-------- Extrait choisi
L’ancien Premier ministre s’est toujours posé en chantre du «courage». Mais, dans son soutien à Jean Ping, cela s’est très peu ressenti.
Depuis sa démission du gouvernement et du Parti démocratique gabonais (PDG), Jean Eyéghé Ndong a toujours joué la carte de l’intégrité et d’une forme de radicalisme. Depuis un peu plus de deux ans maintenant, il laisse le sentiment d’avoir opté pour un objectif plus spécifique : apparaître comme le plus fidèle soutien de Jean Ping. Pour apparaître comme tel, il joue des coudes et multiplie les déclarations. En juillet dernier, il annonçait, péremptoire, un retour du leader de l’opposition «en tant que président de la République». Lors de la dernière révision constitutionnelle, il affirmait ne pas se sentir concerné, conditionnant toute initiative politique au «rétablissement de la vérité des urnes». S’il s’était, dans un premier temps, dit opposé à un éventuel boycott des législatives (lire «Qu’Ali Bongo reconnaisse sa défaite»), il a viré sa cuti depuis.
----------------
-------- Extrait des données
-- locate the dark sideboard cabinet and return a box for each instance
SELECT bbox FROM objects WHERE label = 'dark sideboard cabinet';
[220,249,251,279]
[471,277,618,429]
----------------
### Série de consignes
1 > Indiquez si chacune des affirmations (a), (b) et (c) s'accorde avec l'article sur Jean Eyéghé Ndong, en justifiant chaque réponse par une citation exacte.
(a) Jean Eyéghé Ndong a quitté le Parti démocratique gabonais.
(b) Jean Eyéghé Ndong s'est dit concerné par la dernière révision constitutionnelle.
(c) Jean Eyéghé Ndong a conservé sans changement sa position sur un éventuel boycott des législatives.
2 > Répondez brièvement aux questions suivantes d'après l'article sur Jean Eyéghé Ndong.
(a) De quelle qualité l'ancien Premier ministre s'est-il toujours posé en chantre ?
(b) Depuis combien de temps laisse-t-il le sentiment de vouloir apparaître comme le plus fidèle soutien de Jean Ping ?
(c) À quoi conditionnait-il toute initiative politique ?
3 > Reprenez l'article sur Jean Eyéghé Ndong et poursuivez-le après sa dernière phrase.

### Réponses proposées
1 >
(a) Oui : « Depuis sa démission du gouvernement et du Parti démocratique gabonais (PDG) ».
(b) Non : « Lors de la dernière révision constitutionnelle, il affirmait ne pas se sentir concerné ».
(c) Non : « S’il s’était, dans un premier temps, dit opposé à un éventuel boycott des législatives (lire «Qu’Ali Bongo reconnaisse sa défaite»), il a viré sa cuti depuis. »

2 >
(a) Le « courage ».
(b) Depuis un peu plus de deux ans.
(c) Au « rétablissement de la vérité des urnes ».

3 >
D’un autre apport
Loin de toute amnésie sélective, les positions du sénateur du 2è arrondissement de Libreville appellent une analyse froide. Aux vivats et anathèmes d’une base en quête de rédempteur, il faut opposer la recherche de la qualité intrinsèque et la portée des actes. La probabilité des faits, leur résonance et leur impact sur la stratégie d’ensemble doivent être privilégiés à la croyance, aux sophismes et à la personnalisation des choses. Le soutien à Jean Ping ? Avec ferveur, Jean Eyéghé Ndong l’a toujours revendiqué. Etait-ce une raison pour se désintéresser de la révision constitutionnelle, étape majeure vers le verrouillage total du dispositif institutionnel (lire «Jean Eyéghé Ndong botte en touche» ) ? Son statut de président du groupe Front uni ne lui commandait-il pas plutôt de se poser en leader de la contestation parlementaire ? En s’engageant dans cette bataille, n’aurait-il pas donné au combat de Jean-Christophe Owono Nguéma une autre résonance (lire «Le regard acéré d’Owono-Nguéma») ?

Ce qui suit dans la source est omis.